WHAT TO DO
Continue the post on sustainability and plastic from the point where it stops.

PASSAGE

The Wiki definition of sustainability talks of a biological entities ability to ‘remain diverse and productive indefinitely.’
Having just completed my 2017 – 2018 tax return (& subsequently reviewed the previous ten years of accounting records) this notion of ‘indefinite productivity’ is prominent in my minds eye. Despite working both nationally and internationally with a roster of clients that spans national charities and county council collections, sites of listed significance and regimental museums, I am still earning way below the National Minimum Wage in the UK. Add to this the fact that I have studied for the same number of years as a Doctor (2 x BA’s and an MA by Research) and you begin to see that being ‘productive indefinitely’, within a framework of sparse financial resources, is incredibly challenging.
But this is a notion that impacts upon not only my own personal and professional sustainability as a practitioner but to the materials that I use within my large-scale installations, with particular reference to plastic.
Plastic is a material that’s very close to my heart, it’s political and personal and I’ve written posts previously regarding its potency:
https://www.a-n.co.uk/blogs/plastic-fantastic-1-queen-victoria-and-roy/date/2017/05
It’s a body of work that’s seen me install 3.6 tonnes of plastic waste next to ‘The Falling Warrior’ by Henry Moore at the Walker Art Gallery in Liverpool during 2013 with ‘Strangers in a Strange Land’. As well as working with 45,000 plastic bags (the average number an adult will use in their lifetime) to name just two projects. It’s a material that’s infiltrated both our consciousness and our environment:
‘Plastic pollution, which is set to treble between 2015 and 2025 without intervention, has a physical presence in the oceans, and can accumulate on the coasts or in particular areas of the sea.

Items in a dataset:
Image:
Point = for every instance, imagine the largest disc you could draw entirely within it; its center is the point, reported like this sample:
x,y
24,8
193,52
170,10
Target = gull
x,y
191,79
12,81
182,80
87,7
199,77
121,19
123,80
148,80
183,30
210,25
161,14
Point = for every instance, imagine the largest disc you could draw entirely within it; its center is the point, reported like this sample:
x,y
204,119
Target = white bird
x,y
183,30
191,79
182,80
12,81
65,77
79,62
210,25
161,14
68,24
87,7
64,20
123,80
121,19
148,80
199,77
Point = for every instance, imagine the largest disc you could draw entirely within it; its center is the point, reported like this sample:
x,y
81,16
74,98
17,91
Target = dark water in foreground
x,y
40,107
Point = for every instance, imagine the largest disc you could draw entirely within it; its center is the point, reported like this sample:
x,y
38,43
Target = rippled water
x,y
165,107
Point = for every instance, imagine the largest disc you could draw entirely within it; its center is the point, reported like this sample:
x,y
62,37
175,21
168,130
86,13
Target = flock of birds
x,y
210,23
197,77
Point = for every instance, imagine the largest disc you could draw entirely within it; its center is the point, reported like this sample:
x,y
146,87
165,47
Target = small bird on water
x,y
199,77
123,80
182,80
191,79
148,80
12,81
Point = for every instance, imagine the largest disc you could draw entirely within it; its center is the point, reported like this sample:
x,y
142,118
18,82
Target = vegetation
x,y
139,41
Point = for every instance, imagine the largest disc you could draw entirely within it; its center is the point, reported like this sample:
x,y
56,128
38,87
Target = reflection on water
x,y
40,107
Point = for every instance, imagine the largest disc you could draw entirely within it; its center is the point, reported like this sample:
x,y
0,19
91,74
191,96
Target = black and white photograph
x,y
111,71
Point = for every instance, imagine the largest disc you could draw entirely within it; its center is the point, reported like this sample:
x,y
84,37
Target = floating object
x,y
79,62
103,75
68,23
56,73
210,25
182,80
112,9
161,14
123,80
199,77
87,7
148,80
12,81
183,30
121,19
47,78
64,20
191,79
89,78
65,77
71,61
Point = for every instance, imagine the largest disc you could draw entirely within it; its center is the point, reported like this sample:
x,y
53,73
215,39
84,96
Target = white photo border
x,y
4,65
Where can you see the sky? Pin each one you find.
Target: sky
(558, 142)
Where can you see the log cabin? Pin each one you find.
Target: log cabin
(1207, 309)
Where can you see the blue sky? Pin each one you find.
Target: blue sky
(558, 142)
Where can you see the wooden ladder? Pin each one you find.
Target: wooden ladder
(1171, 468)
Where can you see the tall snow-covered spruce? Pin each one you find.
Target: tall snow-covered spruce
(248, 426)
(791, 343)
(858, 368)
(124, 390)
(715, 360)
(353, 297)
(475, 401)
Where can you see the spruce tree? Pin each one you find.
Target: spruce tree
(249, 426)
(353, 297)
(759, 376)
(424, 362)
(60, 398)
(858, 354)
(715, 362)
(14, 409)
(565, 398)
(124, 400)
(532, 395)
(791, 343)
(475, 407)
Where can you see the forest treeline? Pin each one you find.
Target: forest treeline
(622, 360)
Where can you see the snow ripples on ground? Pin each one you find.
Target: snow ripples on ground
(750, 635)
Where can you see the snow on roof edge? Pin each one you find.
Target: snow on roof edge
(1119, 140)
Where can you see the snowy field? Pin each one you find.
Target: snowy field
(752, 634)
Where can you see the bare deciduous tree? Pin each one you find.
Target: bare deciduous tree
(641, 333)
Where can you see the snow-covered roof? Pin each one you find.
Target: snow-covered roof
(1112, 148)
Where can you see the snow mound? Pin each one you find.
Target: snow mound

ANSWER TO THIS EXERCISE
While animals have been documented consuming or becoming entangled in plastics, the toxic effects they have when they break down and end up inside marine organisms are still not clear.’
Sustainable working practises impact upon the third-sector organisations I engage with as much as the government funded youth services that commission me too. Just this I contacted a youth service regarding a project I worked on last year and I asked the youth leader if they were still facing the government cuts that we talked about previously and he said: ‘Still here presently, no definite news as yet, still keeping the much needed support going with our young people.’ And this is in an area 1.6 miles away from a town where drug possession is said to have nearly trebled in the last five years, according to statistics from a Freedom of Information (FOI) request.
It’s against these frameworks of reference and more that I’ll consider the following questions when I travel to New York next month:
- The conference will prompt me to not only question my own personal sustainability but my global framework of activity as a practitioner.
- It will provide a location to consider systems thinking, ecological perturbation and the disjuncture inherent between profit & value in potentially resource scarce environments.